**What needs to be done**
Reproduce all of the records exactly.

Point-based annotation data
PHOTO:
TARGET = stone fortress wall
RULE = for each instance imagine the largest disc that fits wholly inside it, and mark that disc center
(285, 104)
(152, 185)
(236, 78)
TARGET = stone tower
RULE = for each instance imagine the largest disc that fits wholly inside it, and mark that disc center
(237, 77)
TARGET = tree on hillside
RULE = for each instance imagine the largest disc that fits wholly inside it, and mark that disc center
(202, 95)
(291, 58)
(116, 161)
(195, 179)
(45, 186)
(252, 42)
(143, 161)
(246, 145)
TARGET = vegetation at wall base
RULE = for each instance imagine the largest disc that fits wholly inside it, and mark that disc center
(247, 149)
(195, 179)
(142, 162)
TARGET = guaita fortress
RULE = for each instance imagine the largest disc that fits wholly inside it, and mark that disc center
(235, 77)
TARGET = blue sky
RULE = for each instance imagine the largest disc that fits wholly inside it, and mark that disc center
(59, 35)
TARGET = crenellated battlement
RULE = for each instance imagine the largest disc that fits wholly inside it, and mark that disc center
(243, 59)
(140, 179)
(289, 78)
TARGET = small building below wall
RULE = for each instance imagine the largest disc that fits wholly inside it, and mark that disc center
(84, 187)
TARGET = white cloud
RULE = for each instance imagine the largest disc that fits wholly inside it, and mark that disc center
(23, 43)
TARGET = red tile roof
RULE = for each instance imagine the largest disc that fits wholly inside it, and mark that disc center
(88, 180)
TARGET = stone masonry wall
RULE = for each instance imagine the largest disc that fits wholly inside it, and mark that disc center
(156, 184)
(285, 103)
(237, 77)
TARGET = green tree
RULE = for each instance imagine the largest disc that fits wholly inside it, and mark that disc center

**Output**
PHOTO:
TARGET = stone fortress wall
RULE = for each instance imagine the largest disc that fits wholly inside it, and mark that disc center
(285, 104)
(152, 185)
(236, 78)
TARGET = stone tower
RULE = for each instance imagine the largest disc that fits wholly inside it, and mark that disc center
(237, 77)
TARGET = tree on hillside
RULE = for each instance imagine the largest disc that fits wholly inside it, and mark that disc center
(202, 95)
(291, 58)
(116, 161)
(195, 179)
(45, 186)
(252, 42)
(143, 161)
(246, 145)
TARGET = vegetation at wall base
RULE = for each instance imagine the largest disc that fits wholly inside it, and mark that disc center
(247, 149)
(195, 179)
(142, 162)
TARGET = guaita fortress
RULE = for each instance imagine the largest disc that fits wholly inside it, and mark that disc center
(235, 77)
TARGET = blue sky
RULE = for each instance imagine the largest disc that fits wholly inside it, and mark that disc center
(59, 35)
TARGET = crenellated battlement
RULE = for each instance imagine the largest disc that fits wholly inside it, and mark that disc center
(243, 59)
(140, 179)
(289, 78)
TARGET = small building below wall
RULE = for each instance imagine the largest disc that fits wholly inside it, and mark that disc center
(84, 187)
TARGET = white cloud
RULE = for each instance imagine the largest disc that fits wholly inside it, and mark that disc center
(23, 43)
TARGET = red tile roof
RULE = for each instance imagine the largest disc that fits wholly inside it, and mark that disc center
(88, 180)
TARGET = stone masonry wall
RULE = for each instance imagine the largest disc that fits wholly inside it, and mark that disc center
(156, 184)
(285, 103)
(237, 77)
TARGET = green tree
RULE = for each instance imagine the largest disc that fits wholly inside it, and mark that disc center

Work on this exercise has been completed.